■ Extracted information ■
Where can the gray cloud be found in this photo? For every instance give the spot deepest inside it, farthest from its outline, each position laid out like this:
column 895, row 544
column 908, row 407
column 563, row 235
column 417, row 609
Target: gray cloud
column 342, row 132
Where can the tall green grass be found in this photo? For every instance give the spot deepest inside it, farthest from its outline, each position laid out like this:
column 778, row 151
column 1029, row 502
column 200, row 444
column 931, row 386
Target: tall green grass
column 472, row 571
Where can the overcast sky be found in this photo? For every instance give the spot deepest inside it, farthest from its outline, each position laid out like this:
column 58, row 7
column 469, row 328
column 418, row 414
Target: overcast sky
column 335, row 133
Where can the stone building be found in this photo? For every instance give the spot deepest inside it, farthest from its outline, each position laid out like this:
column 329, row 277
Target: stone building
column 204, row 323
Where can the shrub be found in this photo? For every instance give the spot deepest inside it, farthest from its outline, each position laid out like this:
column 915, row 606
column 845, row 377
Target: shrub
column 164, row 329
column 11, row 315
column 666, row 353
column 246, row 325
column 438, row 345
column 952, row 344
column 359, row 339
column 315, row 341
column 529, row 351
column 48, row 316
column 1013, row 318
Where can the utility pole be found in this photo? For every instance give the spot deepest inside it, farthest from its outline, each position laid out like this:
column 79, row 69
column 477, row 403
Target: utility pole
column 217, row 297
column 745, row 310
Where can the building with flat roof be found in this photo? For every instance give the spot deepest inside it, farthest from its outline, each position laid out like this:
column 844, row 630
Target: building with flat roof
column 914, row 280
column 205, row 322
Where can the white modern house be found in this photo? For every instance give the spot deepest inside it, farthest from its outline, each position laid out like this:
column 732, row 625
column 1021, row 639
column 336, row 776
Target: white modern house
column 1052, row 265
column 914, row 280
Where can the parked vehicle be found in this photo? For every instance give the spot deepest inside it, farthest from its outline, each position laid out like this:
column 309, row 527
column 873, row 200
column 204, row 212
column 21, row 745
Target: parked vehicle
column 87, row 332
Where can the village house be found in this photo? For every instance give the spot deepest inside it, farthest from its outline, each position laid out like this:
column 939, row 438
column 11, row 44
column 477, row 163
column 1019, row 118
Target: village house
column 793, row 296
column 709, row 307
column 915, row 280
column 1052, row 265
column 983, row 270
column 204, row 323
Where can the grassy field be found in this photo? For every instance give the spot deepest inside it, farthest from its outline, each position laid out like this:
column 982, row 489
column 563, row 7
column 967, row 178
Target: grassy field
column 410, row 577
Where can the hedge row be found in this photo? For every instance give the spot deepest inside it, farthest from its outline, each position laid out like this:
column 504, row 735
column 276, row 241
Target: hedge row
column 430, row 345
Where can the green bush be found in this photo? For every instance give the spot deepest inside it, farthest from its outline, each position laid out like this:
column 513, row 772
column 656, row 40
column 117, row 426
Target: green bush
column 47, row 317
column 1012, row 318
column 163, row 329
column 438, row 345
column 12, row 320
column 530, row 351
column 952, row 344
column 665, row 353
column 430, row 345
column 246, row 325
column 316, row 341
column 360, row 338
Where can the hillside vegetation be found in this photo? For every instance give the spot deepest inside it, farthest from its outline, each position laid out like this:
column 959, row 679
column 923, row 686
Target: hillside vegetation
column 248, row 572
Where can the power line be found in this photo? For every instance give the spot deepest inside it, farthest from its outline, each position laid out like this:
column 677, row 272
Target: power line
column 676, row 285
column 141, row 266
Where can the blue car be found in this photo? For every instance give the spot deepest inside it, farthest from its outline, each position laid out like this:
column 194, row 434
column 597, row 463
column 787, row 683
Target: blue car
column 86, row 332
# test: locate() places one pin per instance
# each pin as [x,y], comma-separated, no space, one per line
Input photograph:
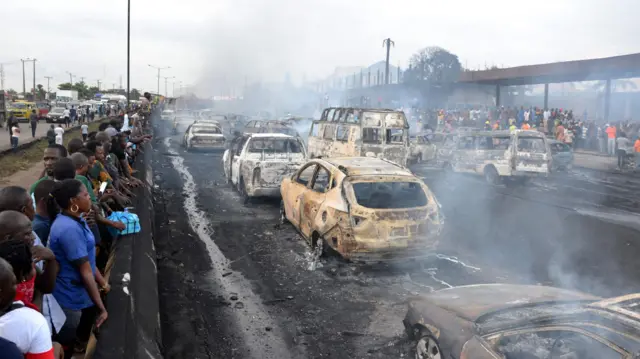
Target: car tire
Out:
[243,191]
[427,347]
[491,175]
[283,213]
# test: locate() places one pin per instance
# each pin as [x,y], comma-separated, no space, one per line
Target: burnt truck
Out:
[256,163]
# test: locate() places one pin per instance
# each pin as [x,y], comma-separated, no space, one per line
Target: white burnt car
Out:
[256,163]
[204,135]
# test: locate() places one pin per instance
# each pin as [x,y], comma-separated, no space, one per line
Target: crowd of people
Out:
[55,238]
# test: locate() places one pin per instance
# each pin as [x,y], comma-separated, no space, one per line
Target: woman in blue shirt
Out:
[78,281]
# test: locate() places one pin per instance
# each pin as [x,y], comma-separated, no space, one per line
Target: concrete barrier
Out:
[133,328]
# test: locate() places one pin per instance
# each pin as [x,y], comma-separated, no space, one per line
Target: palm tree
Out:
[388,43]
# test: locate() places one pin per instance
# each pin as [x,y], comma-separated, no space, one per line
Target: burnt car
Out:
[256,163]
[366,209]
[494,321]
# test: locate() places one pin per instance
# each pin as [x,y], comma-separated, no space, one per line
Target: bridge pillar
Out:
[546,96]
[607,100]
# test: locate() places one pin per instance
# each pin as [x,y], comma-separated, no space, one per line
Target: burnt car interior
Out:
[275,145]
[554,344]
[389,195]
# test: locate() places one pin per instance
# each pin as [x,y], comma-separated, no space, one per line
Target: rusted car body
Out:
[497,154]
[204,135]
[366,209]
[257,163]
[495,321]
[341,131]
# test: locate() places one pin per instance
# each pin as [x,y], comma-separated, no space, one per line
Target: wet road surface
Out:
[236,284]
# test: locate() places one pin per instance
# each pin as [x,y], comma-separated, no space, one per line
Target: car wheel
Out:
[491,175]
[283,213]
[243,191]
[427,348]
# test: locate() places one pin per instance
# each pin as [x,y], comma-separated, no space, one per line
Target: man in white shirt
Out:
[59,134]
[26,327]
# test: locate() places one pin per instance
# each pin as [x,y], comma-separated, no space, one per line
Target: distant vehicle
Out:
[345,131]
[257,163]
[168,115]
[562,156]
[490,321]
[203,136]
[21,110]
[43,109]
[55,115]
[366,209]
[497,155]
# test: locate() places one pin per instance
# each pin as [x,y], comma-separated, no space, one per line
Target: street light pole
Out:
[48,87]
[159,69]
[128,49]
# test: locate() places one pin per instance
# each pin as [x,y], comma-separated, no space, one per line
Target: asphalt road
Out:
[235,284]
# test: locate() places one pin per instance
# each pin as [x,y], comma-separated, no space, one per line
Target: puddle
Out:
[251,316]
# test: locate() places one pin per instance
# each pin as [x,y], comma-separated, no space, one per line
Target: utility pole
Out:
[159,69]
[48,80]
[388,43]
[128,48]
[71,76]
[34,79]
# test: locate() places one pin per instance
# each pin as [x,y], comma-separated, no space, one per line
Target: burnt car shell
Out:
[450,315]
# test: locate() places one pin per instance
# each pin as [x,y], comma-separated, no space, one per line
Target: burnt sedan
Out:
[494,321]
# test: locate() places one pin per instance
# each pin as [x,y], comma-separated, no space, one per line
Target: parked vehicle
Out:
[490,321]
[257,163]
[203,136]
[366,209]
[380,133]
[497,155]
[562,156]
[55,115]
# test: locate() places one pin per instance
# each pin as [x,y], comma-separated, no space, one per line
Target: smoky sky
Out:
[218,44]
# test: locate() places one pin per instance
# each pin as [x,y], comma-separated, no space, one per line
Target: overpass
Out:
[603,69]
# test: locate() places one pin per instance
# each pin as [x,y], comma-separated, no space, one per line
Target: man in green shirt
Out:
[51,156]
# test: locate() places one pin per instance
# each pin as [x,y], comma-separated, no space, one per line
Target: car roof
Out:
[365,166]
[263,135]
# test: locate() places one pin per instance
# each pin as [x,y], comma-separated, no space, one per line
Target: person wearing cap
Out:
[611,140]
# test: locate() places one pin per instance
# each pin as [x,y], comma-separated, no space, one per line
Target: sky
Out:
[213,45]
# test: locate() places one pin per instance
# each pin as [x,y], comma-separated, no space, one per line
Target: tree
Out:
[433,71]
[435,66]
[134,94]
[65,86]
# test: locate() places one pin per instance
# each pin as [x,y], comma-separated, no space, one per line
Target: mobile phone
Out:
[103,186]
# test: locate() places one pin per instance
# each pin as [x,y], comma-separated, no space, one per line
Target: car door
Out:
[312,200]
[236,159]
[299,185]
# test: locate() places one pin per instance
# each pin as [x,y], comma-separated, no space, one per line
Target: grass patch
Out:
[11,163]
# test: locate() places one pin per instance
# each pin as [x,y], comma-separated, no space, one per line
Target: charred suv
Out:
[256,163]
[203,136]
[366,209]
[495,321]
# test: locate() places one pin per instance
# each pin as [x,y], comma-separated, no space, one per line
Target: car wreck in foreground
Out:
[256,163]
[494,321]
[366,209]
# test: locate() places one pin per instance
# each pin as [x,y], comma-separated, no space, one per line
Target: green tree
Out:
[134,94]
[65,86]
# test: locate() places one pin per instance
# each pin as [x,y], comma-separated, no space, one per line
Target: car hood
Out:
[472,301]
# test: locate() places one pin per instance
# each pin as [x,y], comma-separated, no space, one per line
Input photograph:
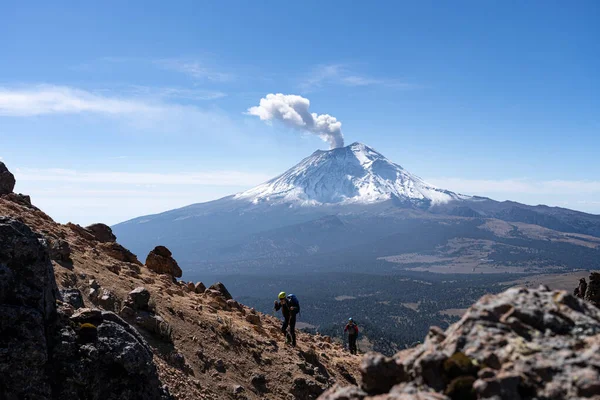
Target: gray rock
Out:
[102,233]
[522,343]
[199,288]
[72,297]
[160,261]
[253,319]
[60,250]
[138,298]
[380,373]
[47,355]
[219,287]
[108,300]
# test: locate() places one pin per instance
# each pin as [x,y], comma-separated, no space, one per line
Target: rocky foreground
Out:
[519,344]
[82,318]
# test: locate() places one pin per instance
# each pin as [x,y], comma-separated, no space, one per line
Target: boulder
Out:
[138,299]
[581,289]
[72,297]
[253,319]
[380,373]
[160,261]
[27,306]
[108,300]
[522,343]
[199,287]
[48,354]
[81,231]
[102,233]
[19,198]
[304,389]
[219,287]
[118,252]
[7,180]
[60,250]
[88,355]
[592,293]
[259,382]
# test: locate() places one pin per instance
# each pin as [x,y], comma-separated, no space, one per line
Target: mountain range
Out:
[351,208]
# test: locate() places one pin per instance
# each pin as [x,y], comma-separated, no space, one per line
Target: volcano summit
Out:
[353,203]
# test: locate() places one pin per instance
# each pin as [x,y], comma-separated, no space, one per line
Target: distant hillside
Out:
[348,204]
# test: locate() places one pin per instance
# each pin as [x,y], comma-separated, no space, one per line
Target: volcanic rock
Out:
[47,355]
[519,344]
[219,287]
[7,180]
[102,233]
[160,261]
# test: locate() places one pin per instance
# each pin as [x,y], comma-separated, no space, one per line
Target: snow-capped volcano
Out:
[347,175]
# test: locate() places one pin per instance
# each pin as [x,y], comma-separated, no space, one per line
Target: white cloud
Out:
[85,197]
[149,114]
[213,178]
[195,69]
[292,110]
[339,74]
[45,99]
[176,93]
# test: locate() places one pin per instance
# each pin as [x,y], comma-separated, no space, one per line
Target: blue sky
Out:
[113,110]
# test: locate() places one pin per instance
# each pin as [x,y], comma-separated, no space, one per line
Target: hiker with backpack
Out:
[289,306]
[352,330]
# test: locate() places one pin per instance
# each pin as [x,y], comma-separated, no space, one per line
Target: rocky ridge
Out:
[591,291]
[105,308]
[519,344]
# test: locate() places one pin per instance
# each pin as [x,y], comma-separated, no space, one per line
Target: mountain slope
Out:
[204,344]
[351,174]
[373,198]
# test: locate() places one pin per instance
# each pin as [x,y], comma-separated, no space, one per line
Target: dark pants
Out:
[352,343]
[291,321]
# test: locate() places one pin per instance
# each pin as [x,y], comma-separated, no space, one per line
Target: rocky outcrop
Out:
[118,252]
[50,352]
[219,287]
[103,357]
[72,297]
[160,260]
[589,292]
[592,294]
[199,288]
[580,289]
[102,233]
[520,344]
[7,180]
[138,312]
[27,307]
[60,250]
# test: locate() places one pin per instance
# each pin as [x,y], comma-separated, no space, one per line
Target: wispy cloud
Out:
[46,99]
[210,178]
[518,186]
[142,113]
[340,74]
[195,69]
[176,93]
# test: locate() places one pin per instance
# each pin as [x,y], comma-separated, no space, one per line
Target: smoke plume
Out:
[292,110]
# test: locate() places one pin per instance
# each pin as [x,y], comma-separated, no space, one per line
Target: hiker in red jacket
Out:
[352,330]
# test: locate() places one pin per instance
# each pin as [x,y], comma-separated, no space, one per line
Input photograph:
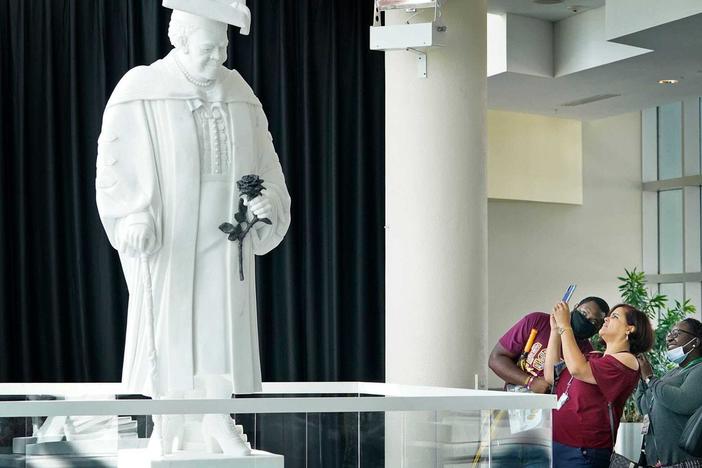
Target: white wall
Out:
[537,249]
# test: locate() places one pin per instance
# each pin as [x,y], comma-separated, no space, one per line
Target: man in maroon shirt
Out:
[518,364]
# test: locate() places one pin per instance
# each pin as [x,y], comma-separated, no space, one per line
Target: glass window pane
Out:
[674,291]
[670,141]
[670,231]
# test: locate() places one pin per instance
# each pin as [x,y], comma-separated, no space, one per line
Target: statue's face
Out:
[205,52]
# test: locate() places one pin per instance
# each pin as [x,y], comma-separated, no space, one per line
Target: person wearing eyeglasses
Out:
[518,358]
[668,401]
[593,388]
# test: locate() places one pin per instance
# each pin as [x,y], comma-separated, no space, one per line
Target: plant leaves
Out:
[226,228]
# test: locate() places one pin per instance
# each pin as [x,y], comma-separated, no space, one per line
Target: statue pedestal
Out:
[140,458]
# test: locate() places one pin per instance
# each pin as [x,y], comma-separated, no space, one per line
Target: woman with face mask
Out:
[593,388]
[668,401]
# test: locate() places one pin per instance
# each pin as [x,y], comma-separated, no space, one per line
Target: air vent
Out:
[588,100]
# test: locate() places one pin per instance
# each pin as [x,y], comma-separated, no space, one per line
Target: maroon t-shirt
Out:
[516,338]
[583,421]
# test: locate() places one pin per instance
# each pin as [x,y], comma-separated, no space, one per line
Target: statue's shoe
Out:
[166,436]
[222,435]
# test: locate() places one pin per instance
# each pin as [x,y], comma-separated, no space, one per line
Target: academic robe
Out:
[148,172]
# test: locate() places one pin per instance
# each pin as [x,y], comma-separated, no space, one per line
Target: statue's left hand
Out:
[261,206]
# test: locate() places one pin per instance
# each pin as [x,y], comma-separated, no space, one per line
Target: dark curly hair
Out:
[599,302]
[641,339]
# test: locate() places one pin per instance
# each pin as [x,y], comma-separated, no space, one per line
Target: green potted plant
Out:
[664,316]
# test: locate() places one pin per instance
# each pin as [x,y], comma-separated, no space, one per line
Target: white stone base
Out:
[139,458]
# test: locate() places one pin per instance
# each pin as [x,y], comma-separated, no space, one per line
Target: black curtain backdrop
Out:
[63,300]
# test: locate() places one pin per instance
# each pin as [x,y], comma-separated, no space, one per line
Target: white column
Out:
[436,207]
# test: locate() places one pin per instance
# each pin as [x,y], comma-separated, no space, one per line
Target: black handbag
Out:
[691,438]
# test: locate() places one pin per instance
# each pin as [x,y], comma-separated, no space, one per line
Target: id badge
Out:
[645,425]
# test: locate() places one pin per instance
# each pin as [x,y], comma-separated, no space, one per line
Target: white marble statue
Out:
[176,136]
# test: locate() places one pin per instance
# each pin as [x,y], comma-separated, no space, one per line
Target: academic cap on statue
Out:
[234,12]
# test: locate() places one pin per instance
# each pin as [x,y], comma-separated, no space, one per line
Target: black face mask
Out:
[582,327]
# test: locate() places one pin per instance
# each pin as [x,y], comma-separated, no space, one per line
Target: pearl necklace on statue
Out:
[192,79]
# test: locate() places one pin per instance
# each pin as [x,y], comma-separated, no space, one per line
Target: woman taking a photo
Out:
[669,401]
[593,386]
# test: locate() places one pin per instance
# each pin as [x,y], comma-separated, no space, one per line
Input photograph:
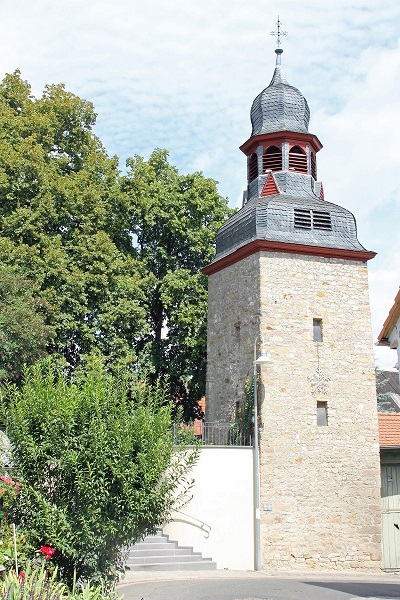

■ Aim ■
Express as a numbered list the lines of the material starting at the line containing "Where can the shrub" and ending at the line containing "column 1013, row 318", both included, with blank lines omitted.

■ Response to the exercise ■
1. Where can the shrub be found in this photo? For every instance give the spot deepest inside it, farthest from its outline, each position laid out like this:
2. column 915, row 606
3. column 845, row 377
4. Target: shrub
5. column 164, row 329
6. column 11, row 315
7. column 666, row 353
8. column 246, row 325
9. column 438, row 345
10. column 952, row 344
11. column 359, row 339
12. column 315, row 341
13. column 529, row 351
14. column 48, row 316
15. column 1013, row 318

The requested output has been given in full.